(Source records)
========

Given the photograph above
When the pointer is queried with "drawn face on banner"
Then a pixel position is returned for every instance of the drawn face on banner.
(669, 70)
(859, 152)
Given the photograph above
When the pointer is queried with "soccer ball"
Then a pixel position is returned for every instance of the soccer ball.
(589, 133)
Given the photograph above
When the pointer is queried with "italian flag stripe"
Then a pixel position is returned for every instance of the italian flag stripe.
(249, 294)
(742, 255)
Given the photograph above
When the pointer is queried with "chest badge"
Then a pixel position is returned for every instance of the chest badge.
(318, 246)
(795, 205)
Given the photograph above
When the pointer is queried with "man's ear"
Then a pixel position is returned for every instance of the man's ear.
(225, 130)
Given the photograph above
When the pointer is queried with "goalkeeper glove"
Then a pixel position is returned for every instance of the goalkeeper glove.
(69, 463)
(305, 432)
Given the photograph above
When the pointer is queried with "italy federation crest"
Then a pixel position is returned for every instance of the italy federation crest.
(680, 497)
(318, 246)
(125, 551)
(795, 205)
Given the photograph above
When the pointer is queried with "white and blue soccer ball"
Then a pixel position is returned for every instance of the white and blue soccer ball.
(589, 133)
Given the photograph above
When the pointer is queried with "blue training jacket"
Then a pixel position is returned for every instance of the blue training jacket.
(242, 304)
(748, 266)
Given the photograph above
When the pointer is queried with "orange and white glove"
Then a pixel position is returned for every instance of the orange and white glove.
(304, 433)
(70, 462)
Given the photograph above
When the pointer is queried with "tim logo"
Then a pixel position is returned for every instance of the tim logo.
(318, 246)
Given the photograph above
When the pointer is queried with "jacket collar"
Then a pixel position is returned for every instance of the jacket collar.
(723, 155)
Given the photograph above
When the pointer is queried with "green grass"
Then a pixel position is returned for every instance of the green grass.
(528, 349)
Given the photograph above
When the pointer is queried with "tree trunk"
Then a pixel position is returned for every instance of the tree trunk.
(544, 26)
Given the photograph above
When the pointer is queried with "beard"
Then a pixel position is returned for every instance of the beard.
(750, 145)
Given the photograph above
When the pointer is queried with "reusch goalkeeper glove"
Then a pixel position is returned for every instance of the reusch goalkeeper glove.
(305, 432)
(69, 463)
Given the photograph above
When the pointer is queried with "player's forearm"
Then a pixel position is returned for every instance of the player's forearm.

========

- **WRITTEN EXERCISE**
How many lines above contain the string "stripe"? Case counts. Reply with the number alone.

- **IN RESPONSE**
2